Document excerpt:
────────────────

# We are looking at moving to Thailand (probably Phuket) with a pet cat



## LukeAndNat (Mar 25, 2021)

Hi everyone, I am new to this forum. First post 🙂 I’m a guy that kinda hates filling out lots of forms & doing bureaucratic run arounds, have some extra cash (could retire, but too young for their retirement visa, no need to work but seems there is no longterm visa for just lazing about 😂) so going with the elite visa family excursion visa but the one gap in this service is no handling for an accompanying pet. We don’t mind so much the current quarantine thing but want to know how we can move with a pet? Anyone have experience with this? I’m aware I must talk with Department of Livestock but just contacted them & have not heard back yet... from name alone it sounds like something not great for providing caring treatment of a family pet. Anyone know if possible to have a pet quarantine with you at an ASQ? I hear most places in Thailand do not allow house pets, even at condos, so expect finding pet-friendly place to be bit of a hassle 🤔


----------



## Thai Bigfoot (Aug 29, 2009)

It costs a lot of money to bring in an animal. Yes, they are quarantined. Unless it pees liquid gold, definitely not worth the cost. Very affordable to adopt a cat here, once you get settled. Also, very dangerous for any cat that wanders very far from home. While it should be neutered, do not declaw.


----------

────────────────

(Labeled-object pointing lines)
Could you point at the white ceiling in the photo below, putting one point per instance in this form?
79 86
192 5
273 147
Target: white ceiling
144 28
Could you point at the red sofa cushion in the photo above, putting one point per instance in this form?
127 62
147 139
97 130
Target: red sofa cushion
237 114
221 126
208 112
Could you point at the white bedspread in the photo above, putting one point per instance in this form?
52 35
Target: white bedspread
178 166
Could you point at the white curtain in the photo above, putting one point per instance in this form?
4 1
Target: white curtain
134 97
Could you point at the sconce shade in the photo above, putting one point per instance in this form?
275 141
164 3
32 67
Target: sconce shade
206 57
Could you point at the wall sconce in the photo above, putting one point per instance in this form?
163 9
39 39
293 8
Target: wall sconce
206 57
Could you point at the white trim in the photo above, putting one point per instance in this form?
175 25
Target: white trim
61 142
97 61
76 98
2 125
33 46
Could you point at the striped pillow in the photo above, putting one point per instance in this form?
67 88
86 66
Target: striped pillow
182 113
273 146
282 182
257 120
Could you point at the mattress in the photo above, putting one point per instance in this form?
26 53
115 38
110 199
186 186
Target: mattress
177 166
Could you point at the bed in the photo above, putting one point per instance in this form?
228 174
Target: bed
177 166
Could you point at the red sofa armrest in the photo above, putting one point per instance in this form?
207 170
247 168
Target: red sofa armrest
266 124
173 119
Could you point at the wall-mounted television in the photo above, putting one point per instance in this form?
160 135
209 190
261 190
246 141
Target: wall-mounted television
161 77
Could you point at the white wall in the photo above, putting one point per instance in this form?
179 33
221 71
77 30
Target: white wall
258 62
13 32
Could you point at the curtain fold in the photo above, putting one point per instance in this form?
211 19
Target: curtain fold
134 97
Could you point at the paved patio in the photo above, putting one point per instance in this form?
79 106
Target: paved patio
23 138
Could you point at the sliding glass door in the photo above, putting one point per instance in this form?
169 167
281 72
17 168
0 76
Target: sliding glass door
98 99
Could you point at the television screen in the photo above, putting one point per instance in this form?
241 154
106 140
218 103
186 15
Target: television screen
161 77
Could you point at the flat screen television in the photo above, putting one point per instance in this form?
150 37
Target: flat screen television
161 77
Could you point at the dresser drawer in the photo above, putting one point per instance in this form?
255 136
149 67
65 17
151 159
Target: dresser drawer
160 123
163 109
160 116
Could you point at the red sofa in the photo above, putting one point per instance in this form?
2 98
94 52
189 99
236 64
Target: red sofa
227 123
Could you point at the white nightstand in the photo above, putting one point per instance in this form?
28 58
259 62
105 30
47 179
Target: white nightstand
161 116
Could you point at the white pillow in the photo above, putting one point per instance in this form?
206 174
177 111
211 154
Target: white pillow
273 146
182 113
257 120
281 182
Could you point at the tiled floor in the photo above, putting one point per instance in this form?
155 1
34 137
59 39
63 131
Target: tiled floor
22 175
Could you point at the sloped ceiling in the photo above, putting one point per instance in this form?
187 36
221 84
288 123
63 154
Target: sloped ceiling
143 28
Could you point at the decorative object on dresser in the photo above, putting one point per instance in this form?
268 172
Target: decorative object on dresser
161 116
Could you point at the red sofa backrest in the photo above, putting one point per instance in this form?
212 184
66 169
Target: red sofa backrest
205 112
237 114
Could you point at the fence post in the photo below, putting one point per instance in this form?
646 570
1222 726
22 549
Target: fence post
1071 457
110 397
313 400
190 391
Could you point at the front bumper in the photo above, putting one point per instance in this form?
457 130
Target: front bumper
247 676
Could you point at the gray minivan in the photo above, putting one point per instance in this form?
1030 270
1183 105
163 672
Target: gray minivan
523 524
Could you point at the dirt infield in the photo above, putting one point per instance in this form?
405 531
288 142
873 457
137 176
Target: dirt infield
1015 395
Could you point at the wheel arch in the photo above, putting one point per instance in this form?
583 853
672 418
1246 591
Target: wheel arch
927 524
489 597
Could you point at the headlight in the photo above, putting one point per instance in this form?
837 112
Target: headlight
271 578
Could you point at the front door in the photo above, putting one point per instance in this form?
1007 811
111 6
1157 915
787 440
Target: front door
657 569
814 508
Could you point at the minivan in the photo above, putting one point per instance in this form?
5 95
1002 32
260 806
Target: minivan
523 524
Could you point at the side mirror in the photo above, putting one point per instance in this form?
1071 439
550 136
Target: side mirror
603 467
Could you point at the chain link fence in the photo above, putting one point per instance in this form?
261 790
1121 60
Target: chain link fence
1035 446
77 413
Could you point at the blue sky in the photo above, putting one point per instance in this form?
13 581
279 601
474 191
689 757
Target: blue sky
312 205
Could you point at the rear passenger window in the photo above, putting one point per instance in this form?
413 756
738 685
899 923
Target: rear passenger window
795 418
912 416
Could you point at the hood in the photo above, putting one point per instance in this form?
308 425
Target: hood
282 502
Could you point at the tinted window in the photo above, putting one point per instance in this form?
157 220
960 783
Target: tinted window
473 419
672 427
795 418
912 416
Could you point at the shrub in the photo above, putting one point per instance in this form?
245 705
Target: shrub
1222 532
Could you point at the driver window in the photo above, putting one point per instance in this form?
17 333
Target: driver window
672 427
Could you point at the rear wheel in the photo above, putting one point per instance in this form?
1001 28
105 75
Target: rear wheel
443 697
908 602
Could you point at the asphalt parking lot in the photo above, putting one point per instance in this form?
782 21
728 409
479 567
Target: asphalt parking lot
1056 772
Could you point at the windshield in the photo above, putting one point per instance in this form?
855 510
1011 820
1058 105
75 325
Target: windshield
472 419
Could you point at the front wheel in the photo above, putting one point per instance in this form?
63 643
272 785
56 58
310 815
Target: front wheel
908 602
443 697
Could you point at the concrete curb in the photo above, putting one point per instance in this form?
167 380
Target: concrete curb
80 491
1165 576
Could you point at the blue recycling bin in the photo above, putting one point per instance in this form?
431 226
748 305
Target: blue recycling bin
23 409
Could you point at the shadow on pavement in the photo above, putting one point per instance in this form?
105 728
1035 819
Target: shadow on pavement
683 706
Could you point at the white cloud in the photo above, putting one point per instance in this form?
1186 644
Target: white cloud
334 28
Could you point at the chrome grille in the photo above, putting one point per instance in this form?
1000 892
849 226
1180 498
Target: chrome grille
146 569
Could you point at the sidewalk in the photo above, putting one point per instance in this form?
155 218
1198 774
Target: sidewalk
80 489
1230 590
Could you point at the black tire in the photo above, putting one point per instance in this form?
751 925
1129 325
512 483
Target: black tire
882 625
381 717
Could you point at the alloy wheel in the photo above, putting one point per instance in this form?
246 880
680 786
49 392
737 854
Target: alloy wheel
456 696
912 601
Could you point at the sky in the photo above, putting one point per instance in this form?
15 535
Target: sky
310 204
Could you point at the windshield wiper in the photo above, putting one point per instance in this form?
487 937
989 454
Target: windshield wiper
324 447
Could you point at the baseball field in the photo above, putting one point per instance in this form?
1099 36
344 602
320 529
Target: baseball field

────────────────

Tasks for this exercise:
a. In the forum thread, which visa does the first poster say they are going with?
b. From the forum thread, reproduce the passage starting at "It costs a lot" and ending at "do not declaw.".
None of the lines are needed for the tasks.

Full solutions:
a. The elite visa family excursion visa.

b.
It costs a lot of money to bring in an animal. Yes, they are quarantined. Unless it pees liquid gold, definitely not worth the cost. Very affordable to adopt a cat here, once you get settled. Also, very dangerous for any cat that wanders very far from home. While it should be neutered, do not declaw.